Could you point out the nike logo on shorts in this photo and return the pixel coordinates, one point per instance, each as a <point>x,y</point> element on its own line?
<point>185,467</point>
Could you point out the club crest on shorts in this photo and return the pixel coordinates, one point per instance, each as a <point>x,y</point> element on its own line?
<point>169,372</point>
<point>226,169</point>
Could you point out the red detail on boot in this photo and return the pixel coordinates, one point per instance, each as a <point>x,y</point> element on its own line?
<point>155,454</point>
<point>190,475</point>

============================================================

## EXERCISE:
Reproduce all of the material above line for line, without changing a single character.

## SOLUTION FOR THIS EXERCISE:
Could you point out the nike logo on shorts in this photo and return the pixel coordinates, one point per instance, each as a <point>x,y</point> element on its own line?
<point>185,467</point>
Could you point out the club crest on shorts in this photo and return the pixel coordinates, one point per instance, each as a <point>x,y</point> element on its own line?
<point>169,372</point>
<point>226,169</point>
Could you point out the red detail on boot in this photo and return the pixel coordinates, one point per instance, each as a <point>x,y</point> element on its own line?
<point>155,454</point>
<point>190,475</point>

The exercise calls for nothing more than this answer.